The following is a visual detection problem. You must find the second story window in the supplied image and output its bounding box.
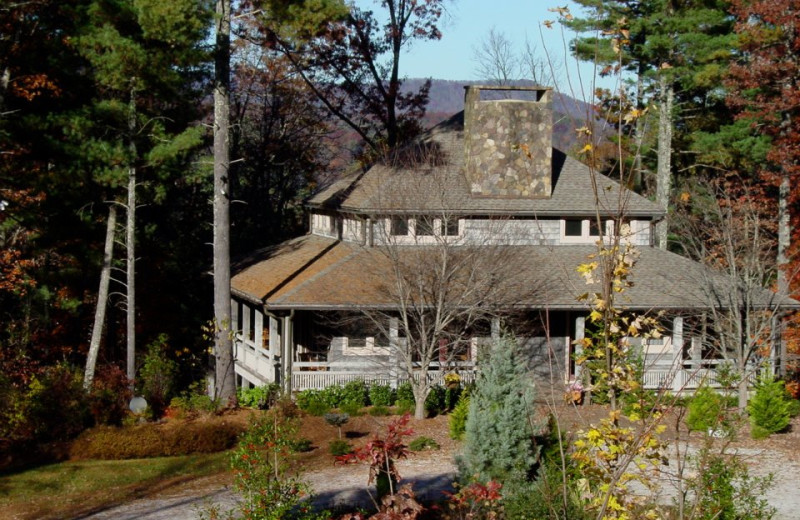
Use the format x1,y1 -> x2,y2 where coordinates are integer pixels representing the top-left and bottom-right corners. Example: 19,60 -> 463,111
390,217 -> 408,236
442,218 -> 458,237
414,217 -> 433,237
561,218 -> 610,244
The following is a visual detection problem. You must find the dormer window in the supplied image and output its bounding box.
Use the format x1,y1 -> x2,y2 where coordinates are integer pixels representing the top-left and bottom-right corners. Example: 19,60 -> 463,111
441,218 -> 458,237
561,218 -> 610,244
414,217 -> 433,237
391,217 -> 408,237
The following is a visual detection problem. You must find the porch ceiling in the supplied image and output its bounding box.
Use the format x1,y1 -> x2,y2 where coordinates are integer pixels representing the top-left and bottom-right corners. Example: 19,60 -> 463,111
231,235 -> 800,310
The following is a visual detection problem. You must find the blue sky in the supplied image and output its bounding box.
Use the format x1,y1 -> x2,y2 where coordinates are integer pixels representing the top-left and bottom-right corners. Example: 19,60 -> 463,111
356,0 -> 613,100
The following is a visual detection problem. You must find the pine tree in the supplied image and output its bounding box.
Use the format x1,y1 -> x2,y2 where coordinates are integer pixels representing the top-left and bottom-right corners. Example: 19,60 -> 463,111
459,337 -> 537,482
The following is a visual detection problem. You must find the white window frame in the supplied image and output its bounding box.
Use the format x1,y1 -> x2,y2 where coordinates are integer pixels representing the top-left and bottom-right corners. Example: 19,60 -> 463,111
559,218 -> 614,244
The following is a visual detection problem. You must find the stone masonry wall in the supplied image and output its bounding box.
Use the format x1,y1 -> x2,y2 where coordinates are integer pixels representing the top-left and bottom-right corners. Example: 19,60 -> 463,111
464,87 -> 553,198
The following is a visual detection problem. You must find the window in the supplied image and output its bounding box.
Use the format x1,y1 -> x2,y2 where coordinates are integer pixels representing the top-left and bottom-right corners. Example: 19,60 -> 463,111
391,217 -> 408,236
442,218 -> 458,237
561,218 -> 611,243
415,217 -> 433,236
564,220 -> 583,237
589,218 -> 600,237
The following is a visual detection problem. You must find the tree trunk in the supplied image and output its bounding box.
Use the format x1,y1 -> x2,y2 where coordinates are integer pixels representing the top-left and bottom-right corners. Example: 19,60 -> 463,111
125,83 -> 136,386
414,396 -> 427,419
656,73 -> 675,249
83,203 -> 117,391
213,0 -> 236,405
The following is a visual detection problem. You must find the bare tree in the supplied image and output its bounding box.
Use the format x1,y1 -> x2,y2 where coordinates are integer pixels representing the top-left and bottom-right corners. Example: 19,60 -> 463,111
675,178 -> 788,410
83,203 -> 117,390
354,146 -> 535,418
472,27 -> 520,85
214,0 -> 236,404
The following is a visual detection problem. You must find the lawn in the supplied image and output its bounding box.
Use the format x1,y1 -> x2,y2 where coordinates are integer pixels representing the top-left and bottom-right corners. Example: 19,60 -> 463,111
0,452 -> 228,519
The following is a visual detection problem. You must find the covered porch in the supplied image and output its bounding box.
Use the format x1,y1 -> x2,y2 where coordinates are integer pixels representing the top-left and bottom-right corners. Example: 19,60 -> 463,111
232,300 -> 768,393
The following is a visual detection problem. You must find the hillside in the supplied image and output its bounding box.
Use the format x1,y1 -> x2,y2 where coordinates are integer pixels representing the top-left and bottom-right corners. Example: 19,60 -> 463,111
403,78 -> 592,152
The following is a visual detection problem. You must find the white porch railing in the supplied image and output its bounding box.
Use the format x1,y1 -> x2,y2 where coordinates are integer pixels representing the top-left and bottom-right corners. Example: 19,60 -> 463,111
292,361 -> 477,391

▬▬▬▬▬▬

__Problem statement__. Please update every one of the rows above by changing "visual detection problem" to "object localization task", leaving everything else unchanged. Leave the pictures out of your answer.

__Full solution__.
The following is a object localization task. You must find the second story window in the supplied image and output its bounding box.
Use the format x1,y1 -> x2,y2 where coordinates are integer pixels representing the top-left and bottom-right corners. Example: 19,60 -> 463,111
390,217 -> 408,236
442,218 -> 458,237
414,217 -> 433,237
561,218 -> 610,244
The following is a object localization task. You must find the dormer window in the supplied image and output its bounding box.
Use the format x1,y1 -> x2,y2 where coordinates are integer pixels representing the top-left and bottom-right corners. Example: 19,60 -> 463,111
441,218 -> 458,237
561,218 -> 610,244
414,217 -> 433,237
391,217 -> 408,237
The following is a object localization task. You must find the porch ceiling in the supplied image and output its bounding box.
Use the format x1,y1 -> x2,y2 where coordinates are integer pixels representing the top-left and bottom-right corners. Example: 19,60 -> 463,111
231,235 -> 800,310
The following is a object localization task. You must find the blue sky in the supplied image and output its bounding box.
Use the format x1,y1 -> x2,y2 where coordinates are integer pixels representing the top-left and bottom-right corners. Example: 19,60 -> 463,111
356,0 -> 613,100
The following is a object localization task. You must find the pine tree in the supplied image and output its bounding box.
Use the format x1,y1 -> x2,y2 where coordinates are integer pixels representing the top-left and bottom-right corners. Example: 19,60 -> 463,111
459,337 -> 537,482
The following is a object localization task. You must find the white window frame in the supplied image and output its bounding box.
Use the format x1,y1 -> x2,y2 where coordinates are integer pixels representing the top-left and bottom-right corners. Example: 19,60 -> 463,111
559,218 -> 614,244
The following is a object localization task. You must find the stone masonry wall in the supplied image and output its bounding box.
Use the format x1,y1 -> x2,y2 where coordinates are integer pixels representing the top-left and bottom-right corners. Example: 19,60 -> 463,111
464,87 -> 553,198
The following is a object localization task. You must find the window in the supplied image and output its bounding box.
Use the format x1,y1 -> x2,y2 where coordinates are integer pixels representing the top-left and bottom-right corners. Example: 19,60 -> 463,111
391,217 -> 408,236
442,218 -> 458,237
561,218 -> 611,243
415,217 -> 433,236
564,220 -> 583,237
589,218 -> 600,237
The following is a object localization task. You must find the tree trunk in the supplied image and output its bounding box.
Use the format x1,y1 -> x2,y2 where coordinates are integer pixels representing the top-left and bottom-right corners. Example: 19,60 -> 463,111
125,83 -> 136,386
414,396 -> 427,419
656,73 -> 675,249
83,203 -> 117,391
213,0 -> 236,405
The following is a object localization task. You must find the bare tree in the supplied image and output its bounding box.
Use the format x1,y1 -> x2,y2 where coordinates are integer pixels representing the top-left and bottom-right corners. Example: 19,60 -> 463,111
675,178 -> 788,410
83,203 -> 117,390
354,146 -> 535,418
472,27 -> 520,85
214,0 -> 236,404
The following is a object localization task. You must find the lawn in the supplied image and output its bounding box.
Use the format x1,y1 -> x2,y2 where coordinates are integer pixels representing the top-left and bottom-right corners. Example: 19,60 -> 463,111
0,452 -> 228,519
The following is a object localization task. You must find the covered porch in the supplied image and output its bounding box.
Use the format x1,y1 -> x2,y2 where coordinates are integer pixels representing the top-left and bottom-right corners. Example: 19,60 -> 463,111
232,300 -> 768,393
The following is a object localization task. You must find the hillside in the supplied image and output its bounding box.
Use the format x1,y1 -> x2,y2 where coordinates are integer pixels representing the top-left and bottom-right corners. Example: 19,60 -> 463,111
403,78 -> 592,152
The following is a object localization task. You must find the white porch railing in the supplied image and output its bounding box.
Use the format x1,y1 -> x2,y2 where coordinates are integer pixels representing the top-left and bottom-right corners. Example: 19,60 -> 463,111
292,361 -> 477,391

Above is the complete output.